• Record excerpts
(begin)
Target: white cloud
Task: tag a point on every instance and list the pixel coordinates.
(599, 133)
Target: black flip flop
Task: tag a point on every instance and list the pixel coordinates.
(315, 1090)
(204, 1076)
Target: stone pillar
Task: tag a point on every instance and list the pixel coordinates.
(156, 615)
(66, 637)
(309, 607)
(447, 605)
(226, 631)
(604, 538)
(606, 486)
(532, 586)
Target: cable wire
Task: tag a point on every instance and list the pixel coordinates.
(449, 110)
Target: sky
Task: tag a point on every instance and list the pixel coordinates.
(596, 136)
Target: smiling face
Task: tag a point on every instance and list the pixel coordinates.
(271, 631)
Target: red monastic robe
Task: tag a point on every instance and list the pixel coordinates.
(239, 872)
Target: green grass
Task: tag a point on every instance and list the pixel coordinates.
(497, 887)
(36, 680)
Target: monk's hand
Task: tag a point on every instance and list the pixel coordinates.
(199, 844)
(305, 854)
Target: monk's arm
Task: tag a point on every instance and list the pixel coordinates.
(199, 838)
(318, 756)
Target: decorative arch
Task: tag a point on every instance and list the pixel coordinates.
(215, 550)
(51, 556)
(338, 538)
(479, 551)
(end)
(begin)
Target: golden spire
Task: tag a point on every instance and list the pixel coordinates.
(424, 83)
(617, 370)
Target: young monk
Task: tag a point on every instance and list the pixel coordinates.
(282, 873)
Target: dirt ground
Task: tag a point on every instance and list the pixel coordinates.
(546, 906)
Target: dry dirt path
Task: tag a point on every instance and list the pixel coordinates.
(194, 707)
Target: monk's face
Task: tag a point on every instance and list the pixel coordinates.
(end)
• Exercise requirements
Can you locate every line above that contains the word "dirt", matching case exactly, and copy each of those lines?

• Problem solution
Target: dirt ground
Target: dry dirt path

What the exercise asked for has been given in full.